**ASSIGNED TASK**
Omitting all images, set down every line below exactly as it appears.

**DATA EXTRACT**

++++++

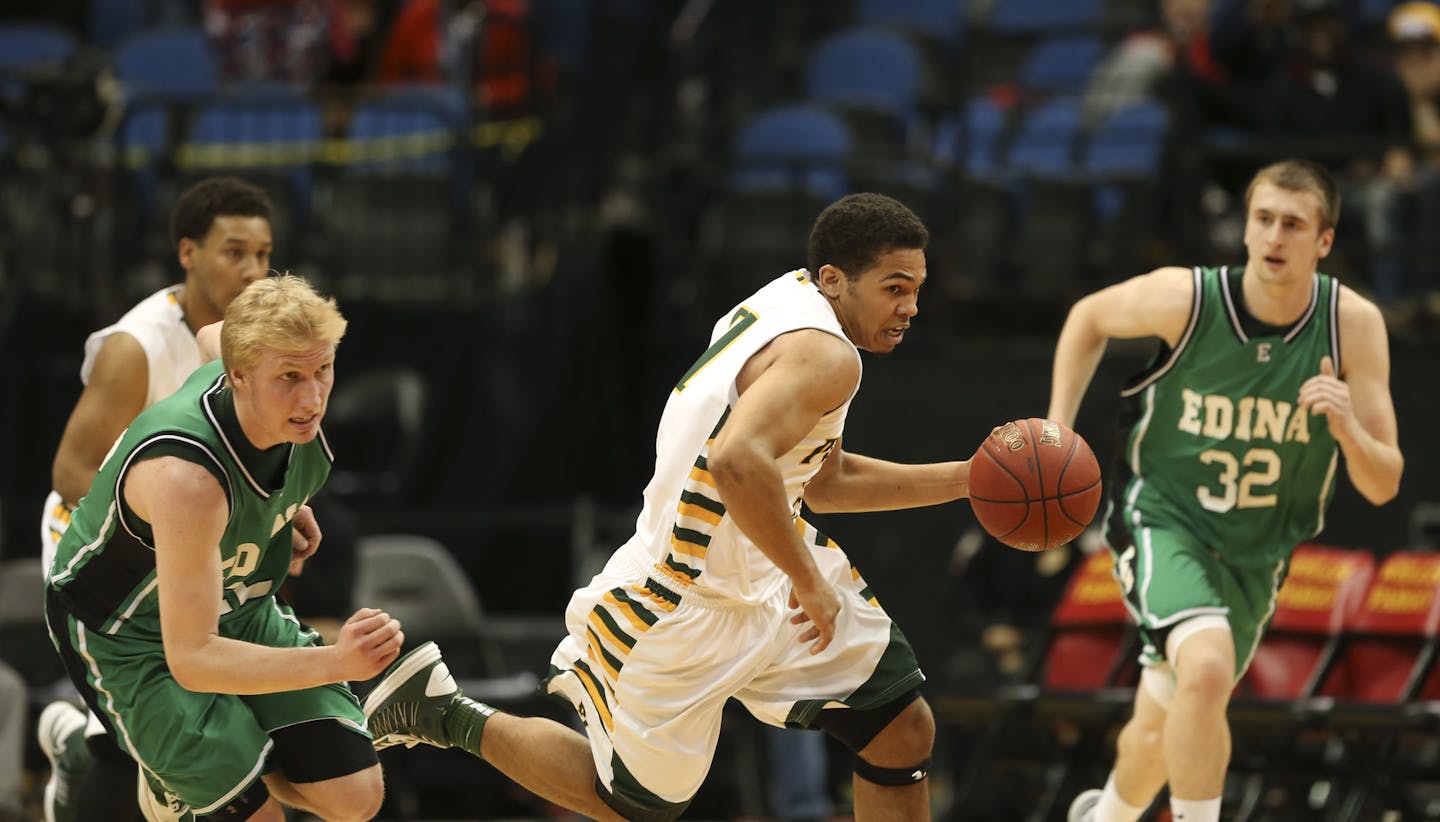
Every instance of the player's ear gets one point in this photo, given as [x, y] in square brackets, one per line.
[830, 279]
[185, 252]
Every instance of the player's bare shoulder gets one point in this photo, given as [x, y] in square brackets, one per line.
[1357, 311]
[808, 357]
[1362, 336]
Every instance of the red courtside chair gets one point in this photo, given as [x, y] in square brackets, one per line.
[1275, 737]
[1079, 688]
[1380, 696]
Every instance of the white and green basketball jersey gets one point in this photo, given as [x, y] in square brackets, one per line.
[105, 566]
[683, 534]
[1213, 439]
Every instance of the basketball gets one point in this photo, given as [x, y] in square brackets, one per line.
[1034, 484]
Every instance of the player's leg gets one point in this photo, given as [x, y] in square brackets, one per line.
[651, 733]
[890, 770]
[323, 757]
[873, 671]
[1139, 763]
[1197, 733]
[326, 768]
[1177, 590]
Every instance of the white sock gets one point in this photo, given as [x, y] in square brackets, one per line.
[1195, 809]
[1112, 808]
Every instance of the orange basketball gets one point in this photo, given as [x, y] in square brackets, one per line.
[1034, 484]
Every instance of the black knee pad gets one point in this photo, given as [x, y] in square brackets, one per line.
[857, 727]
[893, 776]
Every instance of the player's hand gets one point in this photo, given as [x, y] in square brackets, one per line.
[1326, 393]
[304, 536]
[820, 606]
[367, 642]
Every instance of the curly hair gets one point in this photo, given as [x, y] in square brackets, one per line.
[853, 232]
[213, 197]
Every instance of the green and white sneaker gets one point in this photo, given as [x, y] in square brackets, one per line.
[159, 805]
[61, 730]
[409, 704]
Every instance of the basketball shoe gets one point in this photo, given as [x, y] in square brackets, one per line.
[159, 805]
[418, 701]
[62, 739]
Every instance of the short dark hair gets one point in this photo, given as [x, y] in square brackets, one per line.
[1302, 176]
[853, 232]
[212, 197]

++++++

**OUTPUT FOR THIS EXERCISE**
Every instance of the player's ear gets one point in this photo, given as [x, y] in square brackets, one per line.
[830, 279]
[185, 252]
Every instance of the player's bare shoulder gets one point in this photo, given as [x, y] in square brackets, one per line.
[1357, 311]
[808, 357]
[1362, 336]
Every instance of the red courtside chair gets one point in this photo, given as [x, y] in square brackets, one per line.
[1275, 737]
[1079, 688]
[1380, 696]
Every instance of the white and green basketball jersey gets one point in this photo, given as [x, y] in square brackets, one per line.
[105, 566]
[683, 534]
[1213, 439]
Every instance of the basketball gets one point in this photo, given as [x, y] in square brackets, one per line.
[1034, 484]
Every instance of the player's leg gets one point in this photo, given as [x, y] in square brackets, one per line.
[651, 733]
[890, 770]
[323, 757]
[873, 671]
[1139, 763]
[1197, 733]
[326, 768]
[1177, 590]
Every instance of the white sock gets one point in this photo, given as [x, y] in square brackets, one per line.
[1195, 809]
[1112, 808]
Every instance of the orange basketball gets one point in this photo, given as [x, y] in square brackets, one per line.
[1034, 484]
Every instance of the black knee pad gets one point in this photo, given as [x, y] in square brackets, one per line.
[857, 727]
[893, 776]
Every instance of the player's hand gets one point in this photo, given as [x, y] in square brackets, one per line.
[1326, 393]
[304, 536]
[820, 606]
[367, 642]
Every instance of the curly hair gets one point in this photo, given as [x, y] in square brackets, one per line.
[853, 232]
[213, 197]
Every instance of the green and white sneaker gets one point in this photo, given as [x, y] in square brackets, one per line.
[159, 805]
[61, 730]
[409, 704]
Every instance of the basketball shoe gets one point in this photo, given as [x, y] in square brackets, one per line.
[159, 805]
[418, 701]
[62, 739]
Every instance of the short dark hair gets one point in this photo, given as [x, y] in square brackets, one per line.
[1302, 176]
[853, 232]
[212, 197]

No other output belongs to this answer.